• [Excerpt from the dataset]
···

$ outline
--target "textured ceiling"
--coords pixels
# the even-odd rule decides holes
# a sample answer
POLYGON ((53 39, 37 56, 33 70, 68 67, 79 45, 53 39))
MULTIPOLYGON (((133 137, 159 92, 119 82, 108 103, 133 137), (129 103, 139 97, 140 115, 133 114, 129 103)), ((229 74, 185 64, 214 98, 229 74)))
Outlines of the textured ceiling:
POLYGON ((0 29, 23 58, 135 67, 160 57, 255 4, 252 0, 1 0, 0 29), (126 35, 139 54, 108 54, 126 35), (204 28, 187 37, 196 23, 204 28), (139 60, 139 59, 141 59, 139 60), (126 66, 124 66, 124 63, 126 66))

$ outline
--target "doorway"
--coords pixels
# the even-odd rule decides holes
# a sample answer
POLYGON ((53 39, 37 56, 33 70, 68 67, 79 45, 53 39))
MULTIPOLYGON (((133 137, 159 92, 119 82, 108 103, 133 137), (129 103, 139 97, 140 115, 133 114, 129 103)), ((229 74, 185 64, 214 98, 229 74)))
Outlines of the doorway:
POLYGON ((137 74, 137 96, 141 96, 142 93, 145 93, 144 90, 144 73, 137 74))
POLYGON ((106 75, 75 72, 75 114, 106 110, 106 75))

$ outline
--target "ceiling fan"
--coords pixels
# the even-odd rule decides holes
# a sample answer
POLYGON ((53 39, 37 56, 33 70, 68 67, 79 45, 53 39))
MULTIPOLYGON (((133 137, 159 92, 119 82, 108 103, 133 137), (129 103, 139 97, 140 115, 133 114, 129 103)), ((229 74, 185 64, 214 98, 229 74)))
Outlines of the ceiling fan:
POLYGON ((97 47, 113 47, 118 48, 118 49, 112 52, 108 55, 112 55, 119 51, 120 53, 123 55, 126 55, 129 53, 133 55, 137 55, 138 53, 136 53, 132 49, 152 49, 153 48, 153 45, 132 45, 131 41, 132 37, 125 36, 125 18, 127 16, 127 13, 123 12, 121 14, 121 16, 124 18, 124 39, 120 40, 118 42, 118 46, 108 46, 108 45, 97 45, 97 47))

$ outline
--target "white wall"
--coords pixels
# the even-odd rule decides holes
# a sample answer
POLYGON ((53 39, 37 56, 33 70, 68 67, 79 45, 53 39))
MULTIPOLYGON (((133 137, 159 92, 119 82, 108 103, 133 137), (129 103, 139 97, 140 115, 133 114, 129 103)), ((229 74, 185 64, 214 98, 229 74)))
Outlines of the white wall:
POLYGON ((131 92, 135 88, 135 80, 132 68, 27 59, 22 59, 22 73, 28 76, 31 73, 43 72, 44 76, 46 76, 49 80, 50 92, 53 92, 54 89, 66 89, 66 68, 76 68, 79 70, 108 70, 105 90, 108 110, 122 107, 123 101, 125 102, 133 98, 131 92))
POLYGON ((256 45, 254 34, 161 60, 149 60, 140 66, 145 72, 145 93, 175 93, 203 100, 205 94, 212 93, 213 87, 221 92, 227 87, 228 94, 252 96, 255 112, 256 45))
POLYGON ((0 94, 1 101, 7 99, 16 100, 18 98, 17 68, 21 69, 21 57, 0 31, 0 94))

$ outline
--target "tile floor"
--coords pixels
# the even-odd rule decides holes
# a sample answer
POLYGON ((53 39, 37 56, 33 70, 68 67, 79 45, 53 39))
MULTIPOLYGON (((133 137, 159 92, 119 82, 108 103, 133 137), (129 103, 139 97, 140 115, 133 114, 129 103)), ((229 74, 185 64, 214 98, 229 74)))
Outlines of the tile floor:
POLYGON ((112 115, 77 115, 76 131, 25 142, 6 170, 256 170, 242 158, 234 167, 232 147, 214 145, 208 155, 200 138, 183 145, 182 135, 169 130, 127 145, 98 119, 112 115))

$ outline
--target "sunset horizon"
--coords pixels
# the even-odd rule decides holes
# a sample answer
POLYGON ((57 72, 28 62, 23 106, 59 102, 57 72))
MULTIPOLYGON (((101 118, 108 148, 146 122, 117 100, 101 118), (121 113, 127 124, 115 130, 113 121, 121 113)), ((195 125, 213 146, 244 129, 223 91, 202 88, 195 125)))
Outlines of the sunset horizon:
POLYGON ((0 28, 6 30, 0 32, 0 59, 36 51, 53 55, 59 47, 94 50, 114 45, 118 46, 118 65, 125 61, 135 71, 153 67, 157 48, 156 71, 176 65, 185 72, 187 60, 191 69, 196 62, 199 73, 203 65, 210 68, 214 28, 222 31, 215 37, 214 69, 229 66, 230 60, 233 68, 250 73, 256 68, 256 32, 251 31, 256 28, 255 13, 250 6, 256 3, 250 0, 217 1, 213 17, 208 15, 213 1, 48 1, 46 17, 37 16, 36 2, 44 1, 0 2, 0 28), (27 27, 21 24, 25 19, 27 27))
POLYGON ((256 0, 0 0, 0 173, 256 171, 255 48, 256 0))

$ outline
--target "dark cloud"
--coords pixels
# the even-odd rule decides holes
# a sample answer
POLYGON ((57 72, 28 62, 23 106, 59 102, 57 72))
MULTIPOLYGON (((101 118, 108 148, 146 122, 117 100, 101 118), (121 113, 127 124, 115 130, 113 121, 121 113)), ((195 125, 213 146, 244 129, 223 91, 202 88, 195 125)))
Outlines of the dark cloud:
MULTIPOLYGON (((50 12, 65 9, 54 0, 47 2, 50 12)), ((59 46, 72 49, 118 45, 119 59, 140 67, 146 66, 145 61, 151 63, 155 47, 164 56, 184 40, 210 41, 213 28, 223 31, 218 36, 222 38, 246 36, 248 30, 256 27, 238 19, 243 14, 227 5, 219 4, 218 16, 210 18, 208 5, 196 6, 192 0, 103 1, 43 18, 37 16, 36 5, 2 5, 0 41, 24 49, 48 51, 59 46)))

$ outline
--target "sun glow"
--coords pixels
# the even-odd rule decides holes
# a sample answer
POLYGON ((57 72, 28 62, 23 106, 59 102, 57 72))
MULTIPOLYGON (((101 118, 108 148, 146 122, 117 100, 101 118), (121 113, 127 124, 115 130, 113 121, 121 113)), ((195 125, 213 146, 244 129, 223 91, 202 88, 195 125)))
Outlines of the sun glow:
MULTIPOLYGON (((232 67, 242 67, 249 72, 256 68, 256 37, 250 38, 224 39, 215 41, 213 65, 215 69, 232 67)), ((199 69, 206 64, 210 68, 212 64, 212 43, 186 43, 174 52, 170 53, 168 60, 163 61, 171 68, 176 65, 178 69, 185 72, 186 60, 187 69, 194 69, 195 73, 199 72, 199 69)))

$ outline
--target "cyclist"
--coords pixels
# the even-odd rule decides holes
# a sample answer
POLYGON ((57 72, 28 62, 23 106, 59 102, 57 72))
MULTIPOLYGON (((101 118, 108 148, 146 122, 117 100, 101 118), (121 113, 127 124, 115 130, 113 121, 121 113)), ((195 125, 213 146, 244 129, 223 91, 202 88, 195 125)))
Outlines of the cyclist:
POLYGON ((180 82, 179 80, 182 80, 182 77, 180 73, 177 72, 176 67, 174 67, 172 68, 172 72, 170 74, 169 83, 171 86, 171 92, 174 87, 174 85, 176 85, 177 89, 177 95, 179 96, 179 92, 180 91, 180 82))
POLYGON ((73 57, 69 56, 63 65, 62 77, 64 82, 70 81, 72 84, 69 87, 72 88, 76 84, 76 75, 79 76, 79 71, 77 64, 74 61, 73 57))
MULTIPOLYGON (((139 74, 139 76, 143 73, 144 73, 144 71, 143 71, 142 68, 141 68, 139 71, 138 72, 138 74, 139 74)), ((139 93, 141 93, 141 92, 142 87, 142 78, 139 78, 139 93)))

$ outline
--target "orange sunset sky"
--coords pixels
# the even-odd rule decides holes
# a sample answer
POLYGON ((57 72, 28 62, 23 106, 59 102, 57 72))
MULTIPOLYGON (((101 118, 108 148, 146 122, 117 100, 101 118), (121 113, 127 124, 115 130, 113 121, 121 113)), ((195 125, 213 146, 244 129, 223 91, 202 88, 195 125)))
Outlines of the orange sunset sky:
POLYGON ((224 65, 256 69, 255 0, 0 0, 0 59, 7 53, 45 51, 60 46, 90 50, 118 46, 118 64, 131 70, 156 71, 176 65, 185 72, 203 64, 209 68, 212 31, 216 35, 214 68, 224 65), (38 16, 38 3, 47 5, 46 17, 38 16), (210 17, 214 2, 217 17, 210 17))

···

• [Problem details] Please write out the records above from their first line through the line holding "Outlines of the textured", inclusive.

• [Result of the exercise]
$ outline
--target "textured ceiling"
--coords pixels
# the even-odd rule decides holes
# a sample answer
POLYGON ((53 39, 37 56, 33 70, 68 67, 79 45, 53 39))
MULTIPOLYGON (((133 137, 159 92, 119 82, 108 103, 133 137), (129 103, 139 97, 140 115, 133 114, 129 103)), ((229 74, 185 64, 214 98, 229 74)))
Outlines of the textured ceiling:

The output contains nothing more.